**AIM:** Please count the lines in the listing below that contain the word "wooden" (case counts), and reply with only that number.

**MATERIAL TO PROCESS:**

%%

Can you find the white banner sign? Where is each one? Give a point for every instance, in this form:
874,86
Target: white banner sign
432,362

%%
%%

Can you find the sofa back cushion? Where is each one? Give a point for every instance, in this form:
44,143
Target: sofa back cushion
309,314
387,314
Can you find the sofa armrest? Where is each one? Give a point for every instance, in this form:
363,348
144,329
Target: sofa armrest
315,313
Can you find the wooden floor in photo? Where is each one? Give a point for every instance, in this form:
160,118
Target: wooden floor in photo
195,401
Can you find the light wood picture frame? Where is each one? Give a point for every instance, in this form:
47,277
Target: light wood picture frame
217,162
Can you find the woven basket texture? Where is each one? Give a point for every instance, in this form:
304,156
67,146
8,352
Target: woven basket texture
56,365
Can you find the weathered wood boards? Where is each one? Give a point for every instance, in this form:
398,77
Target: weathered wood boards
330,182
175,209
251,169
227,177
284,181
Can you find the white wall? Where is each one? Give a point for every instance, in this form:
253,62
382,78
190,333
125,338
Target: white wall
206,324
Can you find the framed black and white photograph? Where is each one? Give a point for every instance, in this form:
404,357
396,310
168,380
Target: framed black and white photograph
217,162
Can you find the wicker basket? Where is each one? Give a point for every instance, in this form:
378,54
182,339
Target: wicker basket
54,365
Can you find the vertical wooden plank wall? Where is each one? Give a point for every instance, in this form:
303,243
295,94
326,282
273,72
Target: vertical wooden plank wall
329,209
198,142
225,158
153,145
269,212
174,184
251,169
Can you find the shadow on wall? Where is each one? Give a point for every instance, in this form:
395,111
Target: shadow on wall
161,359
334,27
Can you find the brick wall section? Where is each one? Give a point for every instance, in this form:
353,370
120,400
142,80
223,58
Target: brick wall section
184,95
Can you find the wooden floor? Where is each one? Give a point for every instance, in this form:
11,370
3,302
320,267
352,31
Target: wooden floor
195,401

%%

**PROBLEM SOLUTION:** 6